WORK TO COMPLETE: Turn everything in the items below from the line containing "Task: determine whether any white marble" down to the line containing "[692, 147, 877, 214]", both included, into a Markdown table. Use the columns Row and Line, numbering each row and leaving out any blank lines.

INPUT ROWS:

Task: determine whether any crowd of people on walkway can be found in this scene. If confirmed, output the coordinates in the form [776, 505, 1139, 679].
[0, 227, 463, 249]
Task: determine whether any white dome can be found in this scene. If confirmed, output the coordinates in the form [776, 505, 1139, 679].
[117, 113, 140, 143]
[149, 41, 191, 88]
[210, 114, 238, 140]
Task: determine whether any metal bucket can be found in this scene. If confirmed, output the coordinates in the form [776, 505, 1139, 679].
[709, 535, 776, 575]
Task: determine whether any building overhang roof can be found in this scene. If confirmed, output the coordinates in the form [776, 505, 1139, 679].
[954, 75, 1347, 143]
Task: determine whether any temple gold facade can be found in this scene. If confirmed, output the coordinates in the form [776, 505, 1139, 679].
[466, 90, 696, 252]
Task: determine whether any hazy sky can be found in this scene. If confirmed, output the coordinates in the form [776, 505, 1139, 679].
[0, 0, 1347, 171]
* * *
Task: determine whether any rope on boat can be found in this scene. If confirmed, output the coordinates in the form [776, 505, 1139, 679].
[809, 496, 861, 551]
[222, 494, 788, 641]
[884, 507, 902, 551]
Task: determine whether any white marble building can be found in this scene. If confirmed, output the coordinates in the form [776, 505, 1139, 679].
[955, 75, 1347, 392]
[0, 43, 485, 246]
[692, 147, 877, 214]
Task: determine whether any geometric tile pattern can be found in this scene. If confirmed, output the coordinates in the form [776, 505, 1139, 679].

TASK RESULT:
| Row | Line |
|---|---|
| 1 | Task: determine whether any white marble building can be found in this scene. If confirmed, output the coordinates in the form [776, 505, 1139, 679]. |
| 2 | [955, 75, 1347, 392] |
| 3 | [0, 43, 485, 246] |
| 4 | [692, 147, 877, 214] |